Com base no trecho sobre vozes eletrônicas e o filme "Poltergeist", diga se cada afirmação a seguir concorda com ele. Responda sim ou não e transcreva literalmente as palavras do trecho que decidem a resposta.
1. O trecho relaciona os casos de Konstantin Raudive e Hans Bender ao chamado EVP.
2. Em "Poltergeist", a filha da família é levada pelos próprios pais.
3. No filme, pesquisadores paranormais instalam equipamentos para monitorar perturbações elétricas na casa.

▸ **Trecho do texto**
+---+

Em alguns casos, como o de Konstantin Raudive e Hans Bender, esse tipo de investigação ficou conhecida como "fenômeno de voz eletrônica" ou EVP (electronic voice phenomena), que dizia respeito à possibilidade de se intermediar vozes "do além" através das ondas de rádio.

Mais contemporaneamente, "Poltergeist" traz a mesma premissa quando o filme nos apresenta uma família que tem sua filha abduzida por seres que, a princípio, faziam conexão com a criança através da televisão dessintonizada.

Esse é o mesmo meio que a menina usa para se comunicar com os pais depois de ser levada para "o outro lado", enquanto que pesquisadores paranormais montam todo um aparato tecnológico para monitorar possíveis perturbações elétricas na casa.

+---+

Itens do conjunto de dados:
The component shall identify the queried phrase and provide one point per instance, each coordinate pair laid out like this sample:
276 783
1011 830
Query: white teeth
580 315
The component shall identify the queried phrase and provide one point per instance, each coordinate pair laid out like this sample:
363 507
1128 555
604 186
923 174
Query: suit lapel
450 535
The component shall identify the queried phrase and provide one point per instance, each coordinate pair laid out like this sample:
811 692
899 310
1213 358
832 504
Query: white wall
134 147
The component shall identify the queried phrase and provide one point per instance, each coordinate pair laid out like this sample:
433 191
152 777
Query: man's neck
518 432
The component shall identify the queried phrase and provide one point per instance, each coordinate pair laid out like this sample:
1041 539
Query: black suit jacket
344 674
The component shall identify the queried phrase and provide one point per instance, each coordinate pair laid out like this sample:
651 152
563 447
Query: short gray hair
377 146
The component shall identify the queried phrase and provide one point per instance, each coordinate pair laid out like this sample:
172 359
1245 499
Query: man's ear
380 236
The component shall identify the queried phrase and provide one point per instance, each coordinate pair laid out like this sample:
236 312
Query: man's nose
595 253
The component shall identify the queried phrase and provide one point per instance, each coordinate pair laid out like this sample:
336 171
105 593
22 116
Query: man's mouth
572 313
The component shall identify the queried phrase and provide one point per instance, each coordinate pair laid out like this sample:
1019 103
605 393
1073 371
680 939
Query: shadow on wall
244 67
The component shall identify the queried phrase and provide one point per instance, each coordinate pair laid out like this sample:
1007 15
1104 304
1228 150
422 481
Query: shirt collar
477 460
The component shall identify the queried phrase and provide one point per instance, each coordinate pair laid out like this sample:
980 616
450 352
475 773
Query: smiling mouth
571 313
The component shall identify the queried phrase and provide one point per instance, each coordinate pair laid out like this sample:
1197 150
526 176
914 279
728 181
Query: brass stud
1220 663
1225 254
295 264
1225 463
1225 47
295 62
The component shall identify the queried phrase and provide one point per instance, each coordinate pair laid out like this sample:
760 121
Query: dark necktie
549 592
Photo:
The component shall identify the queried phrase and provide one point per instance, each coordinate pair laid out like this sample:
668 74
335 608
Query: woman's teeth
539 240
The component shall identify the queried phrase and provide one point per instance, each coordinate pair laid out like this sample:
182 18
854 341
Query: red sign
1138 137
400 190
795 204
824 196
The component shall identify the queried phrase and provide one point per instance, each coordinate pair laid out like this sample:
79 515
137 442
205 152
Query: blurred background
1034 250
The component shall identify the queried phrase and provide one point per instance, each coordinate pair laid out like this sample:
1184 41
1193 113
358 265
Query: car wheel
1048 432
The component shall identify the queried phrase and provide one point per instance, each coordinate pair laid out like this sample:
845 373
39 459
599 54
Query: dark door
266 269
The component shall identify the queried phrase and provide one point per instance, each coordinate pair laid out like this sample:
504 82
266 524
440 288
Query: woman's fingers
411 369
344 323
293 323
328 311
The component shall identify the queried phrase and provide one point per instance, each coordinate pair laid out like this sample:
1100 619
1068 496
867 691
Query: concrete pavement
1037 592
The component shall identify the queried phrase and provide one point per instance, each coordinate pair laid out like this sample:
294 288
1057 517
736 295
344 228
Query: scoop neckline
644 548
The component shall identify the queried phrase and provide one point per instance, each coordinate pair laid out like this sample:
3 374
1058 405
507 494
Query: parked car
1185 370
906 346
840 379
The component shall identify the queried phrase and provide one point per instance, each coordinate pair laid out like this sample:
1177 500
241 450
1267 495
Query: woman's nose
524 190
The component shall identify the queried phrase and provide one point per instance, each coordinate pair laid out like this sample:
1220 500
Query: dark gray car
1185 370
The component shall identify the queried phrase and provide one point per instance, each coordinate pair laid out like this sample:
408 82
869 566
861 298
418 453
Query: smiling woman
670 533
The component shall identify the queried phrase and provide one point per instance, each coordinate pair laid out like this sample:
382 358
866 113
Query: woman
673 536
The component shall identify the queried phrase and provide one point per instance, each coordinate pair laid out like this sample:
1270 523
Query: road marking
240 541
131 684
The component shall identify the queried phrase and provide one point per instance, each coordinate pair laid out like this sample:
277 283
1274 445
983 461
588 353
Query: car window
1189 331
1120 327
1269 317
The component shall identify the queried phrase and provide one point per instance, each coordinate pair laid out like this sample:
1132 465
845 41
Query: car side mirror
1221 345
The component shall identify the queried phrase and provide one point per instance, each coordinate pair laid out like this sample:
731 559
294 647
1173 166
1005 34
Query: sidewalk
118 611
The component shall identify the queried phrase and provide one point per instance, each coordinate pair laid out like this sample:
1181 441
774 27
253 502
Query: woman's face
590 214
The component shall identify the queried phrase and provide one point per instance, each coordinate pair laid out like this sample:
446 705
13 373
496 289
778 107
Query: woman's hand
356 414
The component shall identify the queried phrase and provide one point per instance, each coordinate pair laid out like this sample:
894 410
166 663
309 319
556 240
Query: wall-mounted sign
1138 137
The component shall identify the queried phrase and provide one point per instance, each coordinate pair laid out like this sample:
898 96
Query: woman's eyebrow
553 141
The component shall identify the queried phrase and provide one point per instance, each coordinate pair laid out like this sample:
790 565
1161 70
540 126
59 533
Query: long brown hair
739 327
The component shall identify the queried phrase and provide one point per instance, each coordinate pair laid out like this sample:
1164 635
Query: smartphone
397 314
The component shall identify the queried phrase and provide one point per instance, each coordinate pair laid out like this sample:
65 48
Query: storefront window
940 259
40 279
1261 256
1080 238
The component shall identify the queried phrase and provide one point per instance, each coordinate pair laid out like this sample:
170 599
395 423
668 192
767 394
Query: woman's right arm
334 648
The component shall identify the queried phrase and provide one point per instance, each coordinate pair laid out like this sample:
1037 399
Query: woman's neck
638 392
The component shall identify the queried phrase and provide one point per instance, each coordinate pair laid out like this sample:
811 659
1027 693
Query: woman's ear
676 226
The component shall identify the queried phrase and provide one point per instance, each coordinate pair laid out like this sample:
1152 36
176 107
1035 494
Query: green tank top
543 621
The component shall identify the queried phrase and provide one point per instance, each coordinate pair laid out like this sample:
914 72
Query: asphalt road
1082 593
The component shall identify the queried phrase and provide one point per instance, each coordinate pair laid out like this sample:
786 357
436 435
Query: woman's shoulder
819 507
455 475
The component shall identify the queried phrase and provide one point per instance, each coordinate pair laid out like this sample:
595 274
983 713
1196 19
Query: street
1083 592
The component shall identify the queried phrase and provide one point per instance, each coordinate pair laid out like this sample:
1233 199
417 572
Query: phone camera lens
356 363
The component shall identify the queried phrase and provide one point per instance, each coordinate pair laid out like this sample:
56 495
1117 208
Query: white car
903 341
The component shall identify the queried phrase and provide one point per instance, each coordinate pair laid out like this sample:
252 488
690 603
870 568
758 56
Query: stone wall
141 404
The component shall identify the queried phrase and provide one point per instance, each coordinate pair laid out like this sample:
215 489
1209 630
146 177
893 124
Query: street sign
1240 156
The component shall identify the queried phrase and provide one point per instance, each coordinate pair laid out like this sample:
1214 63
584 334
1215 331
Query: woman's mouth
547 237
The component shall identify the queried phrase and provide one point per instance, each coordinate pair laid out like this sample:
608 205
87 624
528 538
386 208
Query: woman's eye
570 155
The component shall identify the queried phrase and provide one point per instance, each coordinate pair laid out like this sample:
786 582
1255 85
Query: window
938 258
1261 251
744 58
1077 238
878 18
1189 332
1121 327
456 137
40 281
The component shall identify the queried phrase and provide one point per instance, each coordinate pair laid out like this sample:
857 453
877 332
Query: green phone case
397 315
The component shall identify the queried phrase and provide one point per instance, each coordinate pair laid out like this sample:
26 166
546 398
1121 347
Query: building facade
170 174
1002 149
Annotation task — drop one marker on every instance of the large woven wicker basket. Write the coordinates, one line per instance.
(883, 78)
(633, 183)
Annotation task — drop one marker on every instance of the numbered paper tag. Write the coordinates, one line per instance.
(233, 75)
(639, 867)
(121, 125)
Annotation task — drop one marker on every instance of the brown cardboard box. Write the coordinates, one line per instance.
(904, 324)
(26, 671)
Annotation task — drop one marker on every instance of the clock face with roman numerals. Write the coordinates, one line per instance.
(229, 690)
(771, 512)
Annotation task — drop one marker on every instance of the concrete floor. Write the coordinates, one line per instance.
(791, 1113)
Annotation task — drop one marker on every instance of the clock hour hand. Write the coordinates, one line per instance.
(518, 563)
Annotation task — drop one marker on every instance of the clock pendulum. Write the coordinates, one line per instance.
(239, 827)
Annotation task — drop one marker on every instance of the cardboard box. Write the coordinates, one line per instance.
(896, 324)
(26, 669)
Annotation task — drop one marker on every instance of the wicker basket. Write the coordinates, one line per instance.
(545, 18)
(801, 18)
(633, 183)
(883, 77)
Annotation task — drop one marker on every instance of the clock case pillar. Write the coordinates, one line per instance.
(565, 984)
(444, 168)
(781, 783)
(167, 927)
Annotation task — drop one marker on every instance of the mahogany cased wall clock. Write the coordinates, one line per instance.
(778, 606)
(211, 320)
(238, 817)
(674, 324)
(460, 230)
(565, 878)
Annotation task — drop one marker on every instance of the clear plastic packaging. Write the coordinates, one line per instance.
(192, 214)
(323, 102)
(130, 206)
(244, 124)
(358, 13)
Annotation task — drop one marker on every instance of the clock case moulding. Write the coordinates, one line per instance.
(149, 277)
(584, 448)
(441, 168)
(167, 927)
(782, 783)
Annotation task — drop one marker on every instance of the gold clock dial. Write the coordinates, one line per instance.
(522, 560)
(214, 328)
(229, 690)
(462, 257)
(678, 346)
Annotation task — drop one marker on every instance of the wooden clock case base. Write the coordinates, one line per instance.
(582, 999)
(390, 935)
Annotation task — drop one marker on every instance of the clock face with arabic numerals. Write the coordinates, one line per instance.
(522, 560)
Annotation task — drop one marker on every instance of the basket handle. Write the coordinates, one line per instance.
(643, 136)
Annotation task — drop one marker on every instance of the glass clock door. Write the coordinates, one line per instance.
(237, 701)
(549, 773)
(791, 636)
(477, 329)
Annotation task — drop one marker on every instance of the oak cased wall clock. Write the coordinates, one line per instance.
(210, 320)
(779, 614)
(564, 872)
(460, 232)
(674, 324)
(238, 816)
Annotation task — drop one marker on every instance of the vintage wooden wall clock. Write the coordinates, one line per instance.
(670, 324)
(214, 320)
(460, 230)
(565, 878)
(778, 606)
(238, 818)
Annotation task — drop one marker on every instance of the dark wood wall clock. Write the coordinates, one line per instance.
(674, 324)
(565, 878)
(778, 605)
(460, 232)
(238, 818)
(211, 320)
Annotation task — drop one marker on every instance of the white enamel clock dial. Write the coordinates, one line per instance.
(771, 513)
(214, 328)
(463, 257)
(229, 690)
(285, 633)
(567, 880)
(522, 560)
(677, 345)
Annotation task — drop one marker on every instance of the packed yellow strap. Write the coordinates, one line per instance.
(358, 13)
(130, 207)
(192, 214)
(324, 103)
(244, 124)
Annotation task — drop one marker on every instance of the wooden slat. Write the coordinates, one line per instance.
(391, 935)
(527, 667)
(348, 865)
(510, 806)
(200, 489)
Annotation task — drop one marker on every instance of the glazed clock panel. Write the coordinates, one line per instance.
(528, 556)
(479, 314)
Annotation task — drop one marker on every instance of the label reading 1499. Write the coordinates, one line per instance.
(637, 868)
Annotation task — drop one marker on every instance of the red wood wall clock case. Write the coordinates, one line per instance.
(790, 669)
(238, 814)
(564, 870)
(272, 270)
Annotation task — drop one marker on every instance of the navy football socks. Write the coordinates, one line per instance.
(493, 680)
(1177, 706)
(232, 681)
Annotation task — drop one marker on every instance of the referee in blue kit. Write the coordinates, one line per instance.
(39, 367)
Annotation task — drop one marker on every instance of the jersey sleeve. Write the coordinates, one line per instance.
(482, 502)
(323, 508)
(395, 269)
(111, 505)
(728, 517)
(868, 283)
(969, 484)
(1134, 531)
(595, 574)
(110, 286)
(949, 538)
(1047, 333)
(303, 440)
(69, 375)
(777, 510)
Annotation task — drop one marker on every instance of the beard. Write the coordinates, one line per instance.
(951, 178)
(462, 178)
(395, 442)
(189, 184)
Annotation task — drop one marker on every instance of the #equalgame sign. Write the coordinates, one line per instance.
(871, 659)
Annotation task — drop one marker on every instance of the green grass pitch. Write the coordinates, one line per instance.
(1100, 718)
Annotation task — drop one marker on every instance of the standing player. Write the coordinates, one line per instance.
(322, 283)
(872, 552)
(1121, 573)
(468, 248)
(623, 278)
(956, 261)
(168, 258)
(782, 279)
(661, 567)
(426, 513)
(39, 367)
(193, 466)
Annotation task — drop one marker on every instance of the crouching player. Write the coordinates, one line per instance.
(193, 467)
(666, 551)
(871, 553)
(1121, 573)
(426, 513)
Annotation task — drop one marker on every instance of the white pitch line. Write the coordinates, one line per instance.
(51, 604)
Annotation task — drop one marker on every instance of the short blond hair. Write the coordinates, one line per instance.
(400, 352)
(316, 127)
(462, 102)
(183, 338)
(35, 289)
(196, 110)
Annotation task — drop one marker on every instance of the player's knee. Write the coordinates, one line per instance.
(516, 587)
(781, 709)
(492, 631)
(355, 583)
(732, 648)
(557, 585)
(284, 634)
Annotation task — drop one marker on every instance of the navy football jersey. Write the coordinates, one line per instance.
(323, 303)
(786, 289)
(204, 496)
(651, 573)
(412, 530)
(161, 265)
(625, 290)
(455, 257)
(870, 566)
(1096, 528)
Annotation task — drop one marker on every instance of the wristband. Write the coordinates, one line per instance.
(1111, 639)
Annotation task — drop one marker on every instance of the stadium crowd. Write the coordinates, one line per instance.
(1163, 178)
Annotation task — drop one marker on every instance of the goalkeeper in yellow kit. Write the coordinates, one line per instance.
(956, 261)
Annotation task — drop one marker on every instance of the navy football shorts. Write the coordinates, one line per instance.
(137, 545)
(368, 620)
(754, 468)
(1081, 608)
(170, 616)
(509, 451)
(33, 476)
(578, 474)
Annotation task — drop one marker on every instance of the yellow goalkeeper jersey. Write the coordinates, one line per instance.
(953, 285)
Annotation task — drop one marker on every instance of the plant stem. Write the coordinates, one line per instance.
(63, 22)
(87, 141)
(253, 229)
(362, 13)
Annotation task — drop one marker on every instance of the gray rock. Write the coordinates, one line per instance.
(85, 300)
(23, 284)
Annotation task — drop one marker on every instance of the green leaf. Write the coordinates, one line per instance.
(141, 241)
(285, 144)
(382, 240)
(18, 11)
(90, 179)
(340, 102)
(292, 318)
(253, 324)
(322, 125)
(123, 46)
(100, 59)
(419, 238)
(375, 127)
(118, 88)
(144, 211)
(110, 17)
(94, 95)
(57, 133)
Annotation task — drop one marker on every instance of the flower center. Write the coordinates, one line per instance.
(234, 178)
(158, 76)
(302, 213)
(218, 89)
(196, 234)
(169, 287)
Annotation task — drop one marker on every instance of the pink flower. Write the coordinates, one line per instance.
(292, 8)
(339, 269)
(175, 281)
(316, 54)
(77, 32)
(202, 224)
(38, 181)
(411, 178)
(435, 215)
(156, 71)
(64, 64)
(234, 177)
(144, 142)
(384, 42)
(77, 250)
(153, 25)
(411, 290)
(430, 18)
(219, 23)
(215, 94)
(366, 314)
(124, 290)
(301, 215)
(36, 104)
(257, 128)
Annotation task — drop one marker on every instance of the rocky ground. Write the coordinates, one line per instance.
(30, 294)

+---+

▸ **Resolução**
1. Sim: «Em alguns casos, como o de Konstantin Raudive e Hans Bender, esse tipo de investigação ficou conhecida como "fenômeno de voz eletrônica" ou EVP»
2. Não: «uma família que tem sua filha abduzida por seres»
3. Sim: «pesquisadores paranormais montam todo um aparato tecnológico para monitorar possíveis perturbações elétricas na casa»